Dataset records
::::

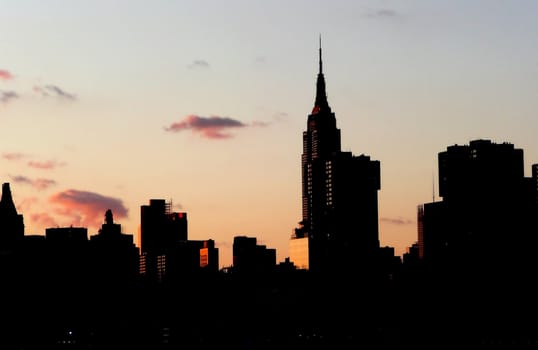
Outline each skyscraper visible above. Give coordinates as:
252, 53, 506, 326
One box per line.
422, 139, 538, 280
140, 199, 188, 282
0, 182, 24, 251
290, 40, 380, 271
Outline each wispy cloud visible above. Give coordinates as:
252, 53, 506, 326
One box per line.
26, 160, 66, 170
11, 175, 56, 190
2, 152, 27, 161
0, 90, 19, 104
34, 85, 77, 101
187, 60, 209, 69
364, 9, 398, 19
165, 115, 253, 139
30, 212, 60, 228
49, 189, 128, 228
0, 69, 13, 80
380, 217, 415, 225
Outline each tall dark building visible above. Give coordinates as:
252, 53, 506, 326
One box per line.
0, 182, 24, 251
419, 140, 538, 280
140, 199, 188, 282
292, 42, 380, 270
90, 209, 139, 288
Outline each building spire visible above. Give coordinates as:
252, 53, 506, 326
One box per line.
319, 34, 323, 74
312, 34, 331, 114
0, 182, 17, 215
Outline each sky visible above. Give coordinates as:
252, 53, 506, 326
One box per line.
0, 0, 538, 267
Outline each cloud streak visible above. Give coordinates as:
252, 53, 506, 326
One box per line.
49, 189, 128, 228
11, 175, 56, 191
2, 152, 26, 161
0, 90, 19, 104
380, 217, 415, 225
364, 9, 398, 19
34, 85, 77, 101
165, 115, 247, 139
187, 60, 209, 69
0, 69, 13, 80
26, 160, 65, 170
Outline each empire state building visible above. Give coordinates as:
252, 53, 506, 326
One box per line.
290, 40, 381, 272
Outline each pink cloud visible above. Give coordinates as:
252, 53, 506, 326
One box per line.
0, 69, 13, 80
30, 213, 60, 232
165, 115, 246, 139
17, 197, 39, 214
49, 189, 128, 228
27, 160, 65, 170
11, 175, 56, 190
2, 152, 26, 160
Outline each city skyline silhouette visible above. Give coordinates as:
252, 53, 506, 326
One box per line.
0, 0, 538, 349
4, 0, 538, 266
0, 38, 538, 349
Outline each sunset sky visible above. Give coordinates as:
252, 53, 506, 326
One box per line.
0, 0, 538, 266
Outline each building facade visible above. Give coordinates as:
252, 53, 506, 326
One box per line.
290, 45, 381, 271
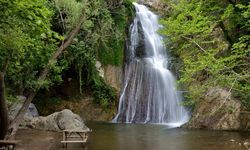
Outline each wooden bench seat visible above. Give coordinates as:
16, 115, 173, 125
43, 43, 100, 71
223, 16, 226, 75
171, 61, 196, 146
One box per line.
61, 139, 87, 143
0, 140, 20, 150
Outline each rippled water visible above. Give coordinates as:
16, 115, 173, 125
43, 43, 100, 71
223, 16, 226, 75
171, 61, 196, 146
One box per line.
79, 122, 250, 150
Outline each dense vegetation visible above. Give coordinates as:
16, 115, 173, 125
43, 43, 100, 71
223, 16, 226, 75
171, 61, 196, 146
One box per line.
0, 0, 133, 139
0, 0, 133, 108
161, 0, 250, 109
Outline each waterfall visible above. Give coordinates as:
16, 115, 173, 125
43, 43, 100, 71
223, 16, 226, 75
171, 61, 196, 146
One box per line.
113, 3, 189, 126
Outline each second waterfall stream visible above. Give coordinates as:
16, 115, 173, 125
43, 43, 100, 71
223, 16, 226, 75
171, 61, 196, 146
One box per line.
113, 3, 189, 127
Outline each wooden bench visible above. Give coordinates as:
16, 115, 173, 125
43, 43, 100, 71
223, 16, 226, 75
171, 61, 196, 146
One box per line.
61, 130, 91, 147
0, 140, 20, 150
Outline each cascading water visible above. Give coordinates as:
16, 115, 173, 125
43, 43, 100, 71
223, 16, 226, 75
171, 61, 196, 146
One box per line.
113, 3, 189, 126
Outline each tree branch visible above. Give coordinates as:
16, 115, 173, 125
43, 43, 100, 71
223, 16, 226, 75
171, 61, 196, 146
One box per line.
6, 16, 85, 139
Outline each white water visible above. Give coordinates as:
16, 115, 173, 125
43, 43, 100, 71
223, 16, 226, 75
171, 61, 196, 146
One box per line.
113, 3, 189, 127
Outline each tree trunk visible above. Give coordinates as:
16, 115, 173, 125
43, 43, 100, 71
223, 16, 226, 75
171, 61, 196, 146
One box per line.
6, 16, 85, 139
0, 72, 8, 140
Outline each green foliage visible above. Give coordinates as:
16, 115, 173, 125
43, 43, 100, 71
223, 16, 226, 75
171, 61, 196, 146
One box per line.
0, 0, 59, 89
0, 0, 132, 107
161, 0, 250, 109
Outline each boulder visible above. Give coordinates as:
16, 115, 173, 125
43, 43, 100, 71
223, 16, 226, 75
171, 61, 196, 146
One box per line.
184, 88, 242, 130
22, 109, 89, 131
8, 101, 39, 121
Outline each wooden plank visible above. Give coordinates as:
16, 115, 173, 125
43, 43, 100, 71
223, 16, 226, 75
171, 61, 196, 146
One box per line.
0, 140, 20, 145
61, 139, 87, 143
63, 130, 92, 133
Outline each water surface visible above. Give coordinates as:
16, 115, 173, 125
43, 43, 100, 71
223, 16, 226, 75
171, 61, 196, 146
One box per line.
83, 122, 250, 150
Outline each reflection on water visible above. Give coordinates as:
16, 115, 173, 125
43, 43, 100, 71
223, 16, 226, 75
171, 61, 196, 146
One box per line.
82, 122, 250, 150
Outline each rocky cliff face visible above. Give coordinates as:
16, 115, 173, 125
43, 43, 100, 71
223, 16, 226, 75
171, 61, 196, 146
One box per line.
185, 88, 242, 130
103, 65, 122, 93
139, 0, 168, 11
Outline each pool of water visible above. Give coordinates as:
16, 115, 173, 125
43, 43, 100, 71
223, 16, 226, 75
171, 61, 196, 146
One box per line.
85, 122, 250, 150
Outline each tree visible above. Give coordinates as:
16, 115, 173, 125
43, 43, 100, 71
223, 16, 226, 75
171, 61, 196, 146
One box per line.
161, 0, 250, 108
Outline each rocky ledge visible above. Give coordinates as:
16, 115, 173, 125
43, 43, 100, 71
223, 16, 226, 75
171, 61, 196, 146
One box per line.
9, 102, 89, 131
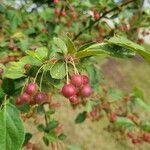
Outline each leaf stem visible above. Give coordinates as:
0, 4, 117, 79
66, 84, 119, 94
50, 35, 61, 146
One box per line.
34, 64, 43, 83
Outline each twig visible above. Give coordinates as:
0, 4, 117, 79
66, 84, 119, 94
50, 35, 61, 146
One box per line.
73, 0, 134, 41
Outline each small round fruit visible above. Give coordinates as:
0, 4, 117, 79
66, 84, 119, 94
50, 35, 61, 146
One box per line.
82, 75, 89, 85
80, 84, 92, 97
20, 93, 30, 103
16, 97, 23, 105
127, 132, 134, 139
132, 139, 141, 144
61, 9, 66, 17
34, 92, 48, 104
53, 0, 59, 4
143, 133, 150, 142
24, 83, 37, 95
71, 74, 83, 86
24, 64, 31, 70
0, 67, 4, 75
69, 95, 80, 105
61, 84, 76, 98
8, 43, 14, 50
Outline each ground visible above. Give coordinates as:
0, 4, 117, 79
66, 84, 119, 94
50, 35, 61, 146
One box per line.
26, 53, 150, 150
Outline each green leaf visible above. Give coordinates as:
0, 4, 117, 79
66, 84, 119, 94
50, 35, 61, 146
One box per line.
46, 120, 59, 131
0, 87, 5, 102
75, 111, 86, 124
54, 38, 68, 54
113, 117, 134, 127
35, 47, 48, 60
134, 98, 150, 111
43, 136, 49, 146
45, 132, 57, 142
50, 61, 66, 79
17, 104, 30, 113
66, 36, 77, 54
0, 103, 25, 150
2, 78, 15, 95
76, 43, 135, 58
68, 144, 81, 150
133, 87, 144, 99
107, 36, 150, 62
4, 62, 25, 79
37, 124, 45, 132
23, 132, 32, 146
20, 56, 42, 66
46, 109, 56, 115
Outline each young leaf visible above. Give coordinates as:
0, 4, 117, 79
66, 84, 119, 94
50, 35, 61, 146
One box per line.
4, 62, 24, 79
76, 43, 135, 58
54, 38, 68, 54
0, 103, 25, 150
23, 132, 32, 146
75, 111, 86, 123
35, 47, 48, 60
50, 61, 66, 79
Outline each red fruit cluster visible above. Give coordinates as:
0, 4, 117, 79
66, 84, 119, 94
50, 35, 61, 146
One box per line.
16, 82, 50, 105
127, 131, 150, 144
61, 74, 92, 104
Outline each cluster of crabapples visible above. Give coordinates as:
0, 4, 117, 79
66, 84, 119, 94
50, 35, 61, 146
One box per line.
16, 82, 50, 105
127, 131, 150, 144
61, 74, 92, 105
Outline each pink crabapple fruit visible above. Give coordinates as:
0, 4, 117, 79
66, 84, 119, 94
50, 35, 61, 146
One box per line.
20, 93, 30, 103
80, 84, 92, 97
61, 84, 77, 98
69, 95, 80, 105
70, 74, 83, 86
82, 75, 89, 85
24, 82, 37, 95
34, 92, 48, 104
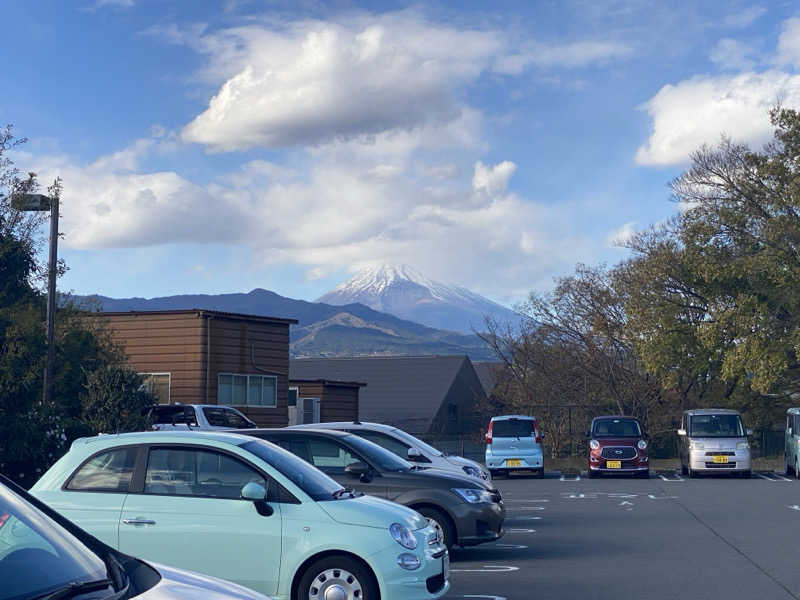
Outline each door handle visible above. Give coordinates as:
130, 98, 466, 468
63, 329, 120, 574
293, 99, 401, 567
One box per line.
122, 518, 156, 525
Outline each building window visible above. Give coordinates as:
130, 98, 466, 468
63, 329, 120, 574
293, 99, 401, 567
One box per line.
217, 373, 278, 408
139, 373, 170, 404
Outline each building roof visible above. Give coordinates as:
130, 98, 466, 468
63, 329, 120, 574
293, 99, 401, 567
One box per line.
472, 361, 503, 397
289, 355, 482, 433
289, 378, 367, 388
88, 308, 298, 325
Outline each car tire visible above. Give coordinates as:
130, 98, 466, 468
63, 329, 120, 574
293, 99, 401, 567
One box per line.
414, 506, 458, 550
294, 555, 379, 600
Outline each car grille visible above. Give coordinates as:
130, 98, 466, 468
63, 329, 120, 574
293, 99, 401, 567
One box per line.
425, 573, 444, 594
600, 446, 636, 460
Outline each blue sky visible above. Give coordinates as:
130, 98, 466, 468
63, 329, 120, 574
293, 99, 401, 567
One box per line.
6, 0, 800, 304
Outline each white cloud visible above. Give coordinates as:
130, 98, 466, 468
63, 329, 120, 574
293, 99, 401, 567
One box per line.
709, 38, 754, 71
722, 4, 767, 29
775, 17, 800, 67
494, 41, 633, 75
472, 160, 517, 196
606, 221, 636, 248
32, 143, 592, 297
183, 15, 500, 151
636, 71, 800, 165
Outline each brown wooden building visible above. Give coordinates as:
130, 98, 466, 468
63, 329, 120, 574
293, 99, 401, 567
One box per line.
92, 309, 297, 427
289, 379, 367, 425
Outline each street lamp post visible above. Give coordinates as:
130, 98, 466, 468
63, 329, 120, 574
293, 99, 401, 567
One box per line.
11, 193, 58, 406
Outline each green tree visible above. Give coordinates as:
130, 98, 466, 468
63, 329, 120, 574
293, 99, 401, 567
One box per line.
0, 127, 153, 485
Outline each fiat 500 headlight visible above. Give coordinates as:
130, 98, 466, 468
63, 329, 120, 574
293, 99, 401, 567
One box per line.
389, 523, 417, 550
453, 488, 492, 504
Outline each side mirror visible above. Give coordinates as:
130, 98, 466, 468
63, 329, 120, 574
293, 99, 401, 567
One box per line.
242, 481, 267, 502
344, 461, 371, 483
241, 481, 275, 517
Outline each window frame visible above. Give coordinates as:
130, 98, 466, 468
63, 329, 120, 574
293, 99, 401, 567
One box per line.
61, 444, 146, 494
217, 371, 278, 408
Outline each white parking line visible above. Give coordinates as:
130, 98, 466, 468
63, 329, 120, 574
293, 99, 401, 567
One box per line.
450, 565, 519, 576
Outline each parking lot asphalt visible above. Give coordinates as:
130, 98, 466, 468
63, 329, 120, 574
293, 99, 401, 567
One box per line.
446, 472, 800, 600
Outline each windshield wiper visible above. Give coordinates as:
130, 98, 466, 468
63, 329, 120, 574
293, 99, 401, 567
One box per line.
36, 579, 114, 600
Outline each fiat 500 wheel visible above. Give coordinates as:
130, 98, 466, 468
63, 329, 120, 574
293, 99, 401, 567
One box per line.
295, 556, 378, 600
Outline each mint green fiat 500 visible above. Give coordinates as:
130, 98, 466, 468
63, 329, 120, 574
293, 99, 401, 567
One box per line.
31, 431, 449, 600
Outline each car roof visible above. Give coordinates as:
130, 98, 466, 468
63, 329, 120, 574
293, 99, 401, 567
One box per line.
240, 427, 352, 437
492, 415, 536, 421
686, 408, 739, 416
286, 421, 397, 431
72, 429, 255, 447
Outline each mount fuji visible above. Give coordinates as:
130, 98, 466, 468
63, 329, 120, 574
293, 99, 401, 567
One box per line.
317, 265, 520, 332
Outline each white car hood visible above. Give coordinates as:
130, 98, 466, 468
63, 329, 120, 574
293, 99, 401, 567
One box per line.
142, 563, 269, 600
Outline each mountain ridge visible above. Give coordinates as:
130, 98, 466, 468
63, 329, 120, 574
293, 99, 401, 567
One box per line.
72, 288, 500, 359
317, 264, 520, 333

::::

■ **WHAT YOU NEED TO DO**:
Arrange the lines of the records from the one containing "Outline each white car" through the end, inclusive, as a numbered list with blank lines omitted.

■ **TASK OUTPUT**:
1. Outline each white car hood visible above. Give coordinates as:
2. 130, 98, 466, 468
3. 63, 329, 120, 574
4. 293, 99, 401, 567
5. One box per line.
6. 142, 563, 269, 600
7. Outline each mountain ridge visible above. Give coordinates as:
8. 130, 98, 466, 468
9. 63, 329, 120, 574
10. 293, 99, 401, 567
11. One box per line.
12. 72, 288, 500, 359
13. 317, 264, 520, 333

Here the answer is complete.